--- BEGIN MATERIAL SUPPLIED ---
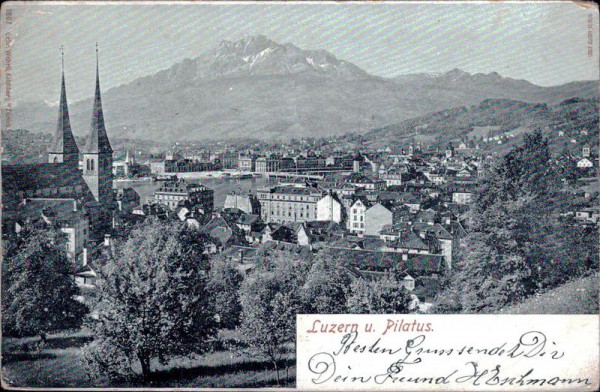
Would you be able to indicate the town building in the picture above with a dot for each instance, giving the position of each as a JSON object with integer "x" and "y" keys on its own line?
{"x": 247, "y": 163}
{"x": 175, "y": 193}
{"x": 247, "y": 203}
{"x": 60, "y": 184}
{"x": 297, "y": 204}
--- END MATERIAL SUPPLIED ---
● **YOUR INSTRUCTIONS**:
Render all of the rows above as a JSON list of strings with one string per line, skipping blank lines and leaving the pictures out.

● **SOLUTION TO THE EXERCISE**:
[
  "Would you be able to indicate the town building in the picture above with a dot for each instance, giving the position of each as a JSON object with integer \"x\" and \"y\" keys on its own line?",
  "{\"x\": 247, \"y\": 163}",
  "{\"x\": 175, \"y\": 193}",
  "{\"x\": 247, \"y\": 203}",
  "{\"x\": 60, \"y\": 184}",
  "{\"x\": 297, \"y\": 204}"
]